---- Dataset content

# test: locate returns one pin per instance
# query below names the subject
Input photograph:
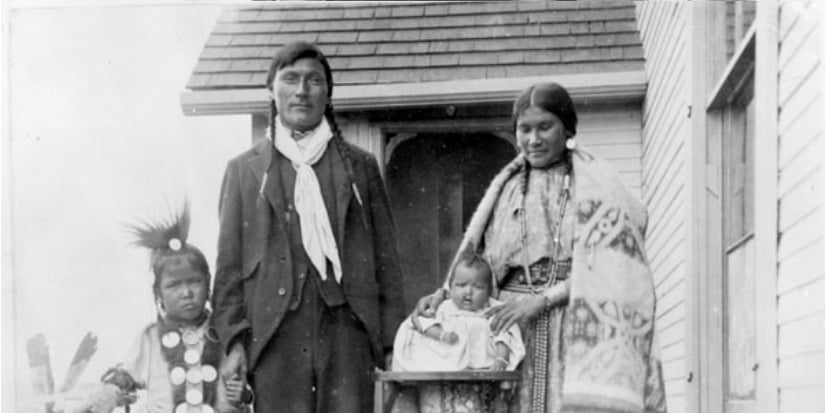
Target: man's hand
(235, 363)
(502, 317)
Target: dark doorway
(435, 182)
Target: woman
(564, 237)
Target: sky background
(98, 141)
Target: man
(308, 287)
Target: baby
(459, 336)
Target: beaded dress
(512, 239)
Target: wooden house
(732, 173)
(712, 111)
(428, 89)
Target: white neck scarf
(316, 232)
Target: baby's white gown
(476, 348)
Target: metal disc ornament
(171, 339)
(208, 373)
(177, 376)
(191, 338)
(194, 376)
(194, 396)
(192, 356)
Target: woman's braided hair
(287, 56)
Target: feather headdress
(166, 239)
(166, 234)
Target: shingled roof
(386, 43)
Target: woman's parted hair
(548, 96)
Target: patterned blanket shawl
(612, 356)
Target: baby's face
(470, 288)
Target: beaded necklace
(562, 204)
(541, 323)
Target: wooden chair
(389, 383)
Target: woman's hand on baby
(502, 317)
(426, 307)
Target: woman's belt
(541, 273)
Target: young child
(459, 337)
(176, 359)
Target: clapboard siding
(802, 399)
(663, 30)
(800, 278)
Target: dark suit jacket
(253, 275)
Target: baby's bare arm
(501, 362)
(436, 332)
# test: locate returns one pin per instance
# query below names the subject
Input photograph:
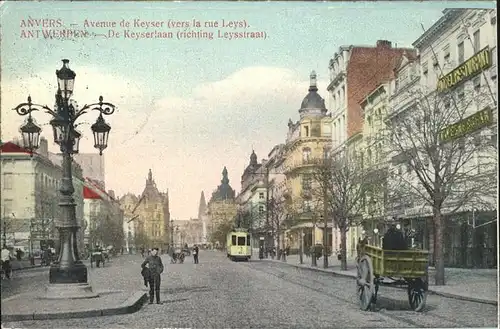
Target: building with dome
(309, 140)
(221, 207)
(150, 214)
(252, 198)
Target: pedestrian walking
(155, 265)
(196, 252)
(6, 258)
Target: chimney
(384, 44)
(44, 147)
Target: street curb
(430, 291)
(25, 268)
(469, 299)
(131, 305)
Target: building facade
(191, 232)
(30, 197)
(104, 217)
(252, 200)
(202, 216)
(457, 69)
(152, 224)
(222, 207)
(278, 200)
(308, 141)
(355, 72)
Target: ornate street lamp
(30, 132)
(68, 276)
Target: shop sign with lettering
(466, 126)
(473, 66)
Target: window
(460, 92)
(326, 153)
(447, 104)
(446, 53)
(477, 83)
(7, 208)
(306, 154)
(435, 62)
(477, 140)
(306, 182)
(425, 68)
(477, 41)
(307, 205)
(7, 181)
(461, 52)
(493, 68)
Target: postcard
(199, 164)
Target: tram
(238, 245)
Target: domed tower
(313, 104)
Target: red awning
(88, 193)
(10, 147)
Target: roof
(435, 29)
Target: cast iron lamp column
(68, 276)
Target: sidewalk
(477, 285)
(119, 290)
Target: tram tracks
(285, 275)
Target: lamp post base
(74, 273)
(70, 291)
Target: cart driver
(394, 239)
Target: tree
(450, 167)
(280, 218)
(340, 185)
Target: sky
(188, 107)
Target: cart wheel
(365, 283)
(417, 295)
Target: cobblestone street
(218, 293)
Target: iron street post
(172, 233)
(68, 276)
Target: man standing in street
(6, 267)
(196, 251)
(155, 265)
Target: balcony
(305, 163)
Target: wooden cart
(403, 267)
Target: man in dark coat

--------

*Task to complete*
Rewrite all the records above, putting "Object" wherever "Target" appears and keeping everything else the same. Don't include the pictures.

*Task result*
# test: locate returns one pin per instance
# query below names the subject
Input photograph:
Object: man's hand
(235, 363)
(502, 317)
Object: dark doorway
(435, 182)
Object: woman
(564, 237)
Object: sky background
(98, 141)
Object: man
(308, 287)
Object: baby
(459, 336)
Object: beaded dress
(512, 239)
Object: wooden house
(732, 173)
(712, 111)
(428, 89)
Object: white neck scarf
(316, 232)
Object: baby's white gown
(476, 348)
Object: metal disc ornament
(171, 339)
(208, 373)
(177, 376)
(191, 338)
(194, 376)
(194, 396)
(192, 356)
Object: woman's braided hair
(287, 56)
Object: feather headdress
(166, 239)
(166, 234)
Object: shingled roof
(386, 43)
Object: woman's parted hair
(548, 96)
Object: patterned blanket shawl
(612, 356)
Object: baby's face
(470, 288)
Object: beaded necklace
(562, 204)
(541, 323)
Object: wooden chair
(389, 383)
Object: woman's hand on baby
(502, 317)
(426, 307)
Object: woman's belt
(541, 273)
Object: young child
(459, 337)
(176, 359)
Object: clapboard siding
(802, 399)
(663, 30)
(800, 278)
Object: dark suit jacket
(253, 275)
Object: baby's bare arm
(501, 362)
(436, 332)
# test: locate returns one pin per instance
# query below names the subject
Input photograph:
Object: building with dome
(309, 140)
(221, 207)
(150, 214)
(252, 198)
Object: pedestrian walking
(155, 265)
(196, 252)
(6, 258)
Object: chimney
(384, 44)
(44, 147)
Object: street curb
(430, 291)
(25, 268)
(469, 299)
(131, 305)
Object: building facade
(191, 232)
(30, 197)
(104, 217)
(252, 200)
(202, 216)
(457, 69)
(152, 224)
(222, 207)
(278, 200)
(308, 141)
(355, 72)
Object: ornate street lamp
(30, 132)
(68, 276)
Object: shop sign with lettering
(466, 126)
(473, 66)
Object: window
(460, 92)
(326, 153)
(447, 104)
(446, 53)
(477, 83)
(7, 208)
(306, 154)
(435, 62)
(477, 140)
(306, 182)
(425, 68)
(477, 41)
(307, 205)
(7, 181)
(461, 52)
(493, 68)
Object: postcard
(199, 164)
Object: tram
(238, 245)
Object: domed tower
(313, 104)
Object: red awning
(88, 193)
(10, 147)
Object: roof
(435, 29)
Object: cast iron lamp column
(68, 276)
Object: sidewalk
(477, 285)
(119, 290)
Object: tram tracks
(285, 275)
Object: lamp post base
(74, 273)
(70, 291)
Object: cart driver
(394, 239)
Object: tree
(450, 167)
(280, 218)
(340, 185)
Object: sky
(188, 107)
Object: cart wheel
(365, 283)
(417, 295)
Object: cobblestone street
(218, 293)
Object: iron street post
(172, 233)
(68, 276)
Object: man standing in street
(6, 267)
(196, 251)
(155, 265)
Object: balcony
(305, 163)
Object: wooden cart
(403, 267)
Object: man in dark coat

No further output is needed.